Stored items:
+ + +

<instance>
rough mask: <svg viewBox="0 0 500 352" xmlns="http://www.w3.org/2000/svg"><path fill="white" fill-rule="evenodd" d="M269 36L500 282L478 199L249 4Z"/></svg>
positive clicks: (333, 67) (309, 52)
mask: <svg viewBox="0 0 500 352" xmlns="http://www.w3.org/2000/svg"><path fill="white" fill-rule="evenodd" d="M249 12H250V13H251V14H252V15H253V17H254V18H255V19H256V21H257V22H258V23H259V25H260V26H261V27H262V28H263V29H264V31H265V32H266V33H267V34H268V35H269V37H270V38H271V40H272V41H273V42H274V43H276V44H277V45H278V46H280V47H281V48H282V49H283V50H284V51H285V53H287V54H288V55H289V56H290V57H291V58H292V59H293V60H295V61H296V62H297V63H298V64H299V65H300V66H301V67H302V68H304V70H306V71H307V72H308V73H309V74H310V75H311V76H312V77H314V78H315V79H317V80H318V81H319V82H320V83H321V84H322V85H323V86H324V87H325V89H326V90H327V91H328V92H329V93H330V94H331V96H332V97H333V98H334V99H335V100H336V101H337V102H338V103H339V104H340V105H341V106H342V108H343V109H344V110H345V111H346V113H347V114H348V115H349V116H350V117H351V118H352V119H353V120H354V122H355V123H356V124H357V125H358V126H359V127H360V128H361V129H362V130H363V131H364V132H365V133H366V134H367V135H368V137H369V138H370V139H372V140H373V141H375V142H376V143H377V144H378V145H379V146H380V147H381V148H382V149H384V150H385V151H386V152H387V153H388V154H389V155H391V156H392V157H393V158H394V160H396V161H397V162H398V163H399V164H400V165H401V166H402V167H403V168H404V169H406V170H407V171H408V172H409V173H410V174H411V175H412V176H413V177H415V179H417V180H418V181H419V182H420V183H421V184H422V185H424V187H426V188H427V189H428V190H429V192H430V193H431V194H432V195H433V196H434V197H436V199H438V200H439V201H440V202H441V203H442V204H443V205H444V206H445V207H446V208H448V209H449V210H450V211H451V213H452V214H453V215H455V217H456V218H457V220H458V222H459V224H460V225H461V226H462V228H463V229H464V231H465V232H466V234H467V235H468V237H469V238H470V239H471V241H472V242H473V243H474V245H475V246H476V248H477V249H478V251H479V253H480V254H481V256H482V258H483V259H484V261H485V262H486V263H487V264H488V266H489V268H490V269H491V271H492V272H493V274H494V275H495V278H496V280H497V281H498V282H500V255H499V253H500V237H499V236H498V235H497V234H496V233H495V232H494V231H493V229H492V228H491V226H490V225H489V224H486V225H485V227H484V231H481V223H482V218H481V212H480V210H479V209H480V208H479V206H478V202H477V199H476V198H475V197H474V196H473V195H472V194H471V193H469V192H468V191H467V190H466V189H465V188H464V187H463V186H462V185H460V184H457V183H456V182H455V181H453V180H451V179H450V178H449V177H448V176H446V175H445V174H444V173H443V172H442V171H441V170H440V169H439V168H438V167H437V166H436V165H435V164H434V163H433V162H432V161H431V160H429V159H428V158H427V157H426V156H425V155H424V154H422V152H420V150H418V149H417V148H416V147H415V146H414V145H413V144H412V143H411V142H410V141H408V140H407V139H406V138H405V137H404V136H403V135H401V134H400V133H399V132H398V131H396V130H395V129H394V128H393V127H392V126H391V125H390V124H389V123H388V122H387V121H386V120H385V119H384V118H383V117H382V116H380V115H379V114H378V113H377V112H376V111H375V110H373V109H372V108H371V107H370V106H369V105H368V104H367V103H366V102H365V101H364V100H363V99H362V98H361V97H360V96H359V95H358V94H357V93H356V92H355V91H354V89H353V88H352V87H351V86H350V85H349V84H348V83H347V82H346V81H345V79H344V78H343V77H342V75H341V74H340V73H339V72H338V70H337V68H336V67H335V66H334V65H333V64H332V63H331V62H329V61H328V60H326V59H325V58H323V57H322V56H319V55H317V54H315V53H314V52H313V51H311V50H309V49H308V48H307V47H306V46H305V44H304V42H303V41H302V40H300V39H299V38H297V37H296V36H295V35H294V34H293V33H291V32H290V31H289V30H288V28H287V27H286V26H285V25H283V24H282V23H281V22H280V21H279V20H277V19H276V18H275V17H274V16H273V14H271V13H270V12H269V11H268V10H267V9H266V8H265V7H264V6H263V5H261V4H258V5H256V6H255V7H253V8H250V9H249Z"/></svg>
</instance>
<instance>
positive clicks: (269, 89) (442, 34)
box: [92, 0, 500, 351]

+ + +

* _Exercise details_:
Select every line above that contains the word "clicks", and copy it.

* _Result of the task_:
positive clicks: (333, 67) (309, 52)
positive clicks: (269, 89) (442, 34)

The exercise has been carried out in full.